## Extract:
((

Achieving the envisioned level of interoperability and reusability is currently beyond reach for many fields at this stage (Wilkinson et al., 2016). But many reasonable steps that can be taken by researchers right now to improve access to data are outlined in a recent editorial by Lindsey (2017). The simplest and most effective mechanism for publishing data is to deposit data in a qualified data repository (Gewin, 2016; Roche et al., 2014; White et al., 2013; Nosek et al., 2015). Qualified data repositories ensure long term maintenance of the data, generally enforce community standards, and handle things like obtaining an identifier, maintaining a landing page with appropriate descriptive metadata, and providing programmatic access. Analysis of “link rot”, that is URL’s that are broken, within published papers indicate that links to data in repositories are more stable than to those on individual’s servers (Pepe et al., 2014). A variety of types of repositories are available, from specialized repositories developed around a specific domain (e.g., ICPSR), or data type (e.g., NITRC-IR, openfMR)I, but also general repositories that will take all domains and most data types (e.g., Figshare, Dryad, OSF, DataVerse, Zenodo – see Table 3). Many research institutions are maintaining data repositories for their researchers as well (e.g., University of California DASH).
Table 3.

))

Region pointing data
((

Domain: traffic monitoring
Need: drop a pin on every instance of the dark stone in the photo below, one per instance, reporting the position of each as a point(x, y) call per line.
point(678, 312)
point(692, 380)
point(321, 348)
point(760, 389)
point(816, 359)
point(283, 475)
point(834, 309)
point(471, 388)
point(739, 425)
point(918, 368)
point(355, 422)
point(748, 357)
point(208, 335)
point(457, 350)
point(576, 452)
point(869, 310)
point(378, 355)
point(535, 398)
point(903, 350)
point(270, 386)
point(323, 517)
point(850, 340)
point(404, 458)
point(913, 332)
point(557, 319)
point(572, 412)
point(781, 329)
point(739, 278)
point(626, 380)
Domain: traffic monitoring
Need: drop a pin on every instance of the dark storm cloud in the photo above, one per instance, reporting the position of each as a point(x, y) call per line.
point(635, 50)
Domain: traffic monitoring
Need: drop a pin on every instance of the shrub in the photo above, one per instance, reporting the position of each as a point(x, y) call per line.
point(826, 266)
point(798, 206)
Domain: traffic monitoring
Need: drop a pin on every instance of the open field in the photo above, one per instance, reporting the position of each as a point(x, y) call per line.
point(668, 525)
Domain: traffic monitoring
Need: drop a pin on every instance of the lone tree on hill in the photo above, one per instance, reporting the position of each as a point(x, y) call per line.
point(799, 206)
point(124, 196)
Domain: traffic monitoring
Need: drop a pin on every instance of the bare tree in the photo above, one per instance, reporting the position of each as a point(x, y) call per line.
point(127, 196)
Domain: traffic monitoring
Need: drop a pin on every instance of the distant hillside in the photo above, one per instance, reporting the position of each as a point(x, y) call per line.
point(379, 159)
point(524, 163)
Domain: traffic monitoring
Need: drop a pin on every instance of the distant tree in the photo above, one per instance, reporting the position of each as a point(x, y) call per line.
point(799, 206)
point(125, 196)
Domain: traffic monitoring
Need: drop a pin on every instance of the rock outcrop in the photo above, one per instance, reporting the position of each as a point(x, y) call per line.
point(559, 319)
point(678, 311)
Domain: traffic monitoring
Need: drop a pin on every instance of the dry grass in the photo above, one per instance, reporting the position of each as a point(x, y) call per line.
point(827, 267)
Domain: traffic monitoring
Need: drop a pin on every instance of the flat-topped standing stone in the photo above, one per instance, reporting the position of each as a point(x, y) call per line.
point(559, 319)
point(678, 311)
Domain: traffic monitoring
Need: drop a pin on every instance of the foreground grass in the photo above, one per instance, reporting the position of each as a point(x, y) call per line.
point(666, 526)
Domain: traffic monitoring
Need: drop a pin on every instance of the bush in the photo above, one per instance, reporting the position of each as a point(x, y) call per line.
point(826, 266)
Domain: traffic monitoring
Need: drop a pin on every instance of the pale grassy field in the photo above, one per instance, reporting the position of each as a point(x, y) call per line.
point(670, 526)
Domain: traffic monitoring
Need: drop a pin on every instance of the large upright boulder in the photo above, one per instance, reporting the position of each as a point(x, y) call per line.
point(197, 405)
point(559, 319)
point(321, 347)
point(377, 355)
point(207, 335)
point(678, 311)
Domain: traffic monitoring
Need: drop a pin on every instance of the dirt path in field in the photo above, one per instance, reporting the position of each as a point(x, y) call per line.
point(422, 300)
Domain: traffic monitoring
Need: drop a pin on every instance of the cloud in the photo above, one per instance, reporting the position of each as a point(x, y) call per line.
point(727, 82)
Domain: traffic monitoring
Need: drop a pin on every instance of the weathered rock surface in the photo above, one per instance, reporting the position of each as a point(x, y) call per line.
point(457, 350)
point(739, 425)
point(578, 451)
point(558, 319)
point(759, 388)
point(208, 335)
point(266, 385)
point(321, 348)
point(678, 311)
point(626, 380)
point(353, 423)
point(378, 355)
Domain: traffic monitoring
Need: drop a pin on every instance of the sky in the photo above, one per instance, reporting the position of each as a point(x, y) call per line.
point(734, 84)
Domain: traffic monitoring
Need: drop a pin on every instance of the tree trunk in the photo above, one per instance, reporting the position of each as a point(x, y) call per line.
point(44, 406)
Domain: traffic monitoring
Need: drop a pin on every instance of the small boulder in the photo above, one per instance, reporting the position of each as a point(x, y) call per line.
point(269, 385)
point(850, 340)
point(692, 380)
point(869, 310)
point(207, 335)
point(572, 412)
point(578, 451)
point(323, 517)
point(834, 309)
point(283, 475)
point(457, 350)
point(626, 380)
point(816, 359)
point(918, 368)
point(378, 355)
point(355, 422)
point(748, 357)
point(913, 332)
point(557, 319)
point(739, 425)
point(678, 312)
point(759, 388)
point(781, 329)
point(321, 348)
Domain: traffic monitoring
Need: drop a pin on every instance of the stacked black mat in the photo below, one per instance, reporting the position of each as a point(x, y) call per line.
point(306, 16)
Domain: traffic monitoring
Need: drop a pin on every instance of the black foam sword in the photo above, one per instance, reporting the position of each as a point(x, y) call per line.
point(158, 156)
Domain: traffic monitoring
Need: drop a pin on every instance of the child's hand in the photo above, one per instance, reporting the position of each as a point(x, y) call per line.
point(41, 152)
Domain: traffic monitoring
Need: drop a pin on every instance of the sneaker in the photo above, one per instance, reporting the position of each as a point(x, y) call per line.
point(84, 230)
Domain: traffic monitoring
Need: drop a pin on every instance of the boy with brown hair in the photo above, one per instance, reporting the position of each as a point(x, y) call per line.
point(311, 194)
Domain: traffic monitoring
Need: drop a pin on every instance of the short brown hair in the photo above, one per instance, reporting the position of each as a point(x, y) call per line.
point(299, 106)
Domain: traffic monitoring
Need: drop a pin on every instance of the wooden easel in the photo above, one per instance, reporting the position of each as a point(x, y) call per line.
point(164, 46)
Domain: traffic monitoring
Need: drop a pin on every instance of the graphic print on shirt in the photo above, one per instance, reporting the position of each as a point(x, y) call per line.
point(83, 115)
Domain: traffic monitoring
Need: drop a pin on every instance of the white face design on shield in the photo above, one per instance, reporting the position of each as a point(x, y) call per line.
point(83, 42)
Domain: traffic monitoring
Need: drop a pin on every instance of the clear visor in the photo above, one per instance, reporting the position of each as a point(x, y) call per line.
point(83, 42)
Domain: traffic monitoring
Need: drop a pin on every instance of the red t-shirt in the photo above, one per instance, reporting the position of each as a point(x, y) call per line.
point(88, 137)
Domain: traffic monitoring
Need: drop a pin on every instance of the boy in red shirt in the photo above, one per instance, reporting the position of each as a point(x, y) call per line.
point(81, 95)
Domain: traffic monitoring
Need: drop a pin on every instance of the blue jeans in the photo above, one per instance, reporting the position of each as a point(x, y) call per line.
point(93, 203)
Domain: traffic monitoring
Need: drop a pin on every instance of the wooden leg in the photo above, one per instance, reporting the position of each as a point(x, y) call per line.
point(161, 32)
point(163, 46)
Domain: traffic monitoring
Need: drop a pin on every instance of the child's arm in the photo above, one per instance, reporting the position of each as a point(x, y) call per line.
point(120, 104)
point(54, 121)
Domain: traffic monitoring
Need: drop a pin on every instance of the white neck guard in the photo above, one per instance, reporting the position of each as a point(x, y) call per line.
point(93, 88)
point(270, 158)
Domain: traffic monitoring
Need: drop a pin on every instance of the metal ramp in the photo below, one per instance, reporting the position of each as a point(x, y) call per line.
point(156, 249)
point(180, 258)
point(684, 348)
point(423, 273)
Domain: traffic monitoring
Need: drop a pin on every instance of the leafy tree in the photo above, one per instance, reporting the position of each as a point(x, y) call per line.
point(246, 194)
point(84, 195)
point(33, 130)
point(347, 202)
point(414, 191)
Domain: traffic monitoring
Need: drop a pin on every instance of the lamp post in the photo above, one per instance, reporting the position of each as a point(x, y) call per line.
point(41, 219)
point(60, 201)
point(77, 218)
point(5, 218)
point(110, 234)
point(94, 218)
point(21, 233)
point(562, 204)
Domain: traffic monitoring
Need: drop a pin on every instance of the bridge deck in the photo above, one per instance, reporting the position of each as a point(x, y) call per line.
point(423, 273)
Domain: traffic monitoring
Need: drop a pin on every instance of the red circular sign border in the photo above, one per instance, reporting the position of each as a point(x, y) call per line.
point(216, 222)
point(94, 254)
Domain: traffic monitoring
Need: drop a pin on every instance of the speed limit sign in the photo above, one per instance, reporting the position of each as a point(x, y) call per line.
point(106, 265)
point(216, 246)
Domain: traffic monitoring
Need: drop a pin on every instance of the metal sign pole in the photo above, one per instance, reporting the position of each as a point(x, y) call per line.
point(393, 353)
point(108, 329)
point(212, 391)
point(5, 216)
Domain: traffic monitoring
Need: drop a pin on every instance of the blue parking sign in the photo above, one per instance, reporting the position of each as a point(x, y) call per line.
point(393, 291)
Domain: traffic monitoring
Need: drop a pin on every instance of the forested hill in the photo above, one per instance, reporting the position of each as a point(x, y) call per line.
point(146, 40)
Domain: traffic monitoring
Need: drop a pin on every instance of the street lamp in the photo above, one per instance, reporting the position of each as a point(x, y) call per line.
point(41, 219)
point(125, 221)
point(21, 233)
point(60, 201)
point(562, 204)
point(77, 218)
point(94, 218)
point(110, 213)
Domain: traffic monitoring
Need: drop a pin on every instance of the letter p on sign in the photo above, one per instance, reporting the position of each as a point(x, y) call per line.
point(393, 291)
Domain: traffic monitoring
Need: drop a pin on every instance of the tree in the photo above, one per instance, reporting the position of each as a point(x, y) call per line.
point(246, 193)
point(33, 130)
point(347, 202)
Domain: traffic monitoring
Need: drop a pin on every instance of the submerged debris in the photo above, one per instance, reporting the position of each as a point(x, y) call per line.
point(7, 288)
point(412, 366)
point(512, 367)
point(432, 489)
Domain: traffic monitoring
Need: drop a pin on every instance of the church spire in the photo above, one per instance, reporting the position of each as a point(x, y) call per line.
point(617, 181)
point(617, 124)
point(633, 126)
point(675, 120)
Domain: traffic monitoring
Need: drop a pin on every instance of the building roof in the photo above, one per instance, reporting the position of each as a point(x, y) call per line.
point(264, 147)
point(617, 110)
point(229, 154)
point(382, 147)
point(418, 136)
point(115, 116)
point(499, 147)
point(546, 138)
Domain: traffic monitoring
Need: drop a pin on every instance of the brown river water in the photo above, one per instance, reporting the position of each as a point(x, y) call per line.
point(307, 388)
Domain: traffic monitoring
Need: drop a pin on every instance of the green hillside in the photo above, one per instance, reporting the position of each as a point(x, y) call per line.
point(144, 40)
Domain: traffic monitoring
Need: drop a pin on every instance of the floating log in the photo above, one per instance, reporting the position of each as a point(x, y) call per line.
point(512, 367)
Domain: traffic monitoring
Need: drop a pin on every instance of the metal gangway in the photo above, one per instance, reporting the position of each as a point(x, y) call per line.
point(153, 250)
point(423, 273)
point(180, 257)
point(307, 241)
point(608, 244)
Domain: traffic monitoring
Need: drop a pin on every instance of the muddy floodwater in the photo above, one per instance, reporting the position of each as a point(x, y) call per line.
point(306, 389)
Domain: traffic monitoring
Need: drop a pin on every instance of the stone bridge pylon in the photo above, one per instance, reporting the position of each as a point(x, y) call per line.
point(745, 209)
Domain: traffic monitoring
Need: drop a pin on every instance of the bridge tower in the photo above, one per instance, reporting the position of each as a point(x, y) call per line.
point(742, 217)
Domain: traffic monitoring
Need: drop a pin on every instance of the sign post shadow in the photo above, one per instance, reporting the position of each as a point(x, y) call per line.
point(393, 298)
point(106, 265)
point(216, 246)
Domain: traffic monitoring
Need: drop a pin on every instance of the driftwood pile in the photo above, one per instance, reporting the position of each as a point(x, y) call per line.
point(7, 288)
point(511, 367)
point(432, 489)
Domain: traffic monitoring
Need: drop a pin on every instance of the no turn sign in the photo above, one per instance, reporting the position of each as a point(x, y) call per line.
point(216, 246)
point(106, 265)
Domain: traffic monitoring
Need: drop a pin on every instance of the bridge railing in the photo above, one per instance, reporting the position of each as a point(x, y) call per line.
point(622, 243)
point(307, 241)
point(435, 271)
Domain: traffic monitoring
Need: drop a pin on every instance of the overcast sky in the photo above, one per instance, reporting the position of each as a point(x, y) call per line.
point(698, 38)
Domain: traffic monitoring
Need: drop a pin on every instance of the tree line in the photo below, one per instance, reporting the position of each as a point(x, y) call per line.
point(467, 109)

))

Using the passage on data repositories, list every example it gives of a general repository that accepts all domains and most data types.

## The completed task:
Figshare, Dryad, OSF, DataVerse, Zenodo